EXERCISE AIM -
Could you extract every line of the material below and reproduce each one word for word, with nothing changed?

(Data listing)
=====
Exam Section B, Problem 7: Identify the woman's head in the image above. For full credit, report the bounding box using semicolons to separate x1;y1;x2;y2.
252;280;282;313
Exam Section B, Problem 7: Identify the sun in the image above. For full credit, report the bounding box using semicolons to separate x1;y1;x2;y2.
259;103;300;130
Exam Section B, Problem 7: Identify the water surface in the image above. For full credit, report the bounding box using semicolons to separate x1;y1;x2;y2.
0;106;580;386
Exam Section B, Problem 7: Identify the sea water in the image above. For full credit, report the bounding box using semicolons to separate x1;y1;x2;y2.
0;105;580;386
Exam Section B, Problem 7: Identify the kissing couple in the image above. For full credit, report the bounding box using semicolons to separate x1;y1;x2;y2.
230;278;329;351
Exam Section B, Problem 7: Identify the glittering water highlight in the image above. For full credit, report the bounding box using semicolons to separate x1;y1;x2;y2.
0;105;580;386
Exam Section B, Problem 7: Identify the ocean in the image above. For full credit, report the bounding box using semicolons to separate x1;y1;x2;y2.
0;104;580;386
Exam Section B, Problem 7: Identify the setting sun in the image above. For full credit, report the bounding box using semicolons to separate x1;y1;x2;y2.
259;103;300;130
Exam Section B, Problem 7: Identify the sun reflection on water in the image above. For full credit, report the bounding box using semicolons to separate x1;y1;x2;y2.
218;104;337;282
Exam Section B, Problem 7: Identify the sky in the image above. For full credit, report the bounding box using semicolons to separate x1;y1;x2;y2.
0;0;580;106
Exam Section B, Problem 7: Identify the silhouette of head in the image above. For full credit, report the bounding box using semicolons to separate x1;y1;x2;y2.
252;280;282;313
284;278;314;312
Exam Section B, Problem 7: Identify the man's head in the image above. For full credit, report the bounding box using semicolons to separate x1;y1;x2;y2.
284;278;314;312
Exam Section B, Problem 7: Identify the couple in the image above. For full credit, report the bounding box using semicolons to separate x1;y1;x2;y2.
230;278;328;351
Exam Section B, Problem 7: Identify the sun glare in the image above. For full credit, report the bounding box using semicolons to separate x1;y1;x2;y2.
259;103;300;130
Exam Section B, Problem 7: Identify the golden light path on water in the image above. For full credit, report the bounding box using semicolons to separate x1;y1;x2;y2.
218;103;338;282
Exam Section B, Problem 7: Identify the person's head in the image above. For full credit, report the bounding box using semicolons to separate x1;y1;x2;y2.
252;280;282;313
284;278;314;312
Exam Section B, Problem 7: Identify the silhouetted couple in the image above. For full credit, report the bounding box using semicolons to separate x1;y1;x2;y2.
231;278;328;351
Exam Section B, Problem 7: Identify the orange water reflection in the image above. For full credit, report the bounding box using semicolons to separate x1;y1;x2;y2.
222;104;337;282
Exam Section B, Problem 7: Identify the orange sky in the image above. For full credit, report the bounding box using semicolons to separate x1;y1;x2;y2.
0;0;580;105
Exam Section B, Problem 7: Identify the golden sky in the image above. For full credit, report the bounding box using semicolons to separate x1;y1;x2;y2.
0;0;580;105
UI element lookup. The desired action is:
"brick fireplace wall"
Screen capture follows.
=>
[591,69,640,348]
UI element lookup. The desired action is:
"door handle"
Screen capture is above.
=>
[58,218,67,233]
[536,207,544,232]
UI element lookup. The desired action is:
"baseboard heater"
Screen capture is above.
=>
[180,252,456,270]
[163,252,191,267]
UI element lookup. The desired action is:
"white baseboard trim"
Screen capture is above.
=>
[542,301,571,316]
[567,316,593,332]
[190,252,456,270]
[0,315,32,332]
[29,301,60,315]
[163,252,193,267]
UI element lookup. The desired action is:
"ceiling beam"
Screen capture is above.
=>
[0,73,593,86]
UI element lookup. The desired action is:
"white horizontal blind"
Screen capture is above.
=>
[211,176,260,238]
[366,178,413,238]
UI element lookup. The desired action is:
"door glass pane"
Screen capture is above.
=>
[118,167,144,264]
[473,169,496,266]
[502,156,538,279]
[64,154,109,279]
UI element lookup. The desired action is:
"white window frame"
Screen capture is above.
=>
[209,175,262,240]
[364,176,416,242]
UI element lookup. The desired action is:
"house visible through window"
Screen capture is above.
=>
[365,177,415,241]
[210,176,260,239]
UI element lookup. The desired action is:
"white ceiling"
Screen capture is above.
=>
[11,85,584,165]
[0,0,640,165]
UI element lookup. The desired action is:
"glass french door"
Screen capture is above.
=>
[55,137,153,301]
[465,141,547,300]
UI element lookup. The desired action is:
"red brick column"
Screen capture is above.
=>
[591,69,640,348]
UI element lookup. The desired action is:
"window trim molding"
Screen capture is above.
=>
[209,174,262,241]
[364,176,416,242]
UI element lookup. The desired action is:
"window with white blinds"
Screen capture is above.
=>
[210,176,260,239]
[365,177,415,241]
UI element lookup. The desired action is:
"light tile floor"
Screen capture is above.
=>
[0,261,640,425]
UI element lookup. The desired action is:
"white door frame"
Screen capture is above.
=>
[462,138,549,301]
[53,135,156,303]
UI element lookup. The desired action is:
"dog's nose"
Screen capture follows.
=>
=====
ANSWER TO THE PROBLEM -
Exam Section B, Problem 7: Identify the woman's head in the image above. For full credit, report the bounding box using semicolons to separate x1;y1;x2;y2.
252;280;282;313
Exam Section B, Problem 7: Identify the sun in the image above. For full credit, report the bounding box using semicolons to separate x1;y1;x2;y2.
259;103;300;130
Exam Section B, Problem 7: Identify the water surface in the image above. For full credit, report the bounding box using semicolons to separate x1;y1;x2;y2.
0;106;580;386
Exam Section B, Problem 7: Identify the sea water in the image above. For full credit, report the bounding box using semicolons to separate x1;y1;x2;y2.
0;105;580;386
Exam Section B, Problem 7: Identify the kissing couple in the image above. For full credit, report the bounding box using semicolons to separate x1;y1;x2;y2.
230;278;329;351
Exam Section B, Problem 7: Identify the glittering water highlight in the image above. For full credit, report the bounding box using semicolons to separate x1;y1;x2;y2.
0;105;580;386
Exam Section B, Problem 7: Identify the ocean in the image above. For full credit, report the bounding box using semicolons to separate x1;y1;x2;y2.
0;104;580;386
Exam Section B, Problem 7: Identify the setting sun in the image above. For full credit, report the bounding box using semicolons to separate x1;y1;x2;y2.
259;103;300;130
Exam Section B, Problem 7: Identify the sun reflection on water in the image above. For full credit, report the bounding box using semicolons to separate x1;y1;x2;y2.
218;104;337;282
Exam Section B, Problem 7: Identify the sky in the image above. For full credit, report the bounding box using semicolons to separate x1;y1;x2;y2.
0;0;580;106
Exam Section B, Problem 7: Identify the silhouette of head in the image above. For full credit, report the bounding box using semicolons to separate x1;y1;x2;y2.
252;280;282;313
284;278;314;312
Exam Section B, Problem 7: Identify the man's head in the image above. For full credit, report the bounding box using semicolons to separate x1;y1;x2;y2.
284;278;314;312
Exam Section B, Problem 7: Identify the couple in the image above. For full credit, report the bounding box using semicolons to separate x1;y1;x2;y2.
230;278;328;351
Exam Section B, Problem 7: Identify the sun glare in the image above. For full credit, report the bounding box using semicolons to separate x1;y1;x2;y2.
259;103;300;130
Exam Section B, Problem 7: Identify the golden light path on water in the image above. For full credit, report the bounding box using semicolons to separate x1;y1;x2;y2.
218;103;338;282
Exam Section B, Problem 7: Identify the person's head in the image above. For full credit, report the bounding box using semicolons to separate x1;y1;x2;y2.
252;280;282;313
284;278;314;312
Exam Section B, Problem 7: Identify the silhouetted couple in the image above. For full credit, report the bounding box using semicolons to separate x1;y1;x2;y2.
231;278;328;351
Exam Section B, Problem 7: Identify the orange water reflection in the image above. For full credit, report the bounding box using semicolons to separate x1;y1;x2;y2.
222;104;337;282
Exam Section B, Problem 7: Identify the orange sky in the image above. For full credit, report the bounding box using semicolons to separate x1;y1;x2;y2.
0;0;580;105
Exam Section B, Problem 7: Identify the golden sky in the image above. For full credit, report the bounding box using semicolons to separate x1;y1;x2;y2.
0;0;580;105
UI element lookup. The desired action is:
"brick fireplace wall"
Screen capture follows.
=>
[591,69,640,348]
UI element lookup. The desired action is:
"door handle"
Screen capture is above.
=>
[58,218,67,233]
[536,207,544,232]
UI element lookup. The desired action is:
"baseboard heater"
Screen capture is above.
=>
[180,252,456,270]
[163,252,191,267]
UI element lookup. The desired action is:
"white baseboard trim"
Screen capture is above.
=>
[542,301,571,316]
[567,316,593,332]
[190,252,456,270]
[0,315,32,332]
[29,301,60,315]
[163,252,193,267]
UI element lookup. The desired action is:
"ceiling beam"
Screen capture is above.
=>
[0,73,593,86]
UI element lookup. The desired action is:
"white horizontal blind"
Screen capture is above.
=>
[211,176,260,238]
[366,178,413,238]
UI element lookup. The desired action is:
"door glass pane"
Screen capture is above.
=>
[118,167,144,264]
[473,169,496,266]
[502,156,538,279]
[64,154,109,279]
UI element lookup. The desired action is:
"white window frame"
Screen capture is above.
=>
[209,175,262,240]
[364,176,416,242]
UI element lookup. The desired action is:
"house visible through window"
Screen capture is above.
=>
[365,177,415,241]
[210,176,260,239]
UI element lookup. The desired action is:
"white ceiling"
Screen capture is above.
=>
[11,85,584,165]
[0,0,640,165]
UI element lookup. The desired action is:
"glass french door"
Screen capture is above.
=>
[55,137,153,301]
[465,141,547,300]
UI element lookup. The desired action is:
"red brick column"
Screen capture is above.
=>
[591,69,640,348]
UI element lookup. The desired action is:
"window trim molding"
Screen capture is above.
=>
[209,174,262,241]
[364,176,416,242]
UI element lookup. The desired action is:
"window with white blinds"
Screen capture is above.
=>
[210,176,260,239]
[365,177,415,241]
UI element lookup. The desired action is:
"light tile floor"
Screen capture is above.
=>
[0,261,640,425]
UI element lookup. The desired action is:
"white door frame"
Screen capture is above.
=>
[462,138,549,301]
[53,135,156,303]
UI element lookup. The desired action is:
"dog's nose"
Screen capture follows.
=>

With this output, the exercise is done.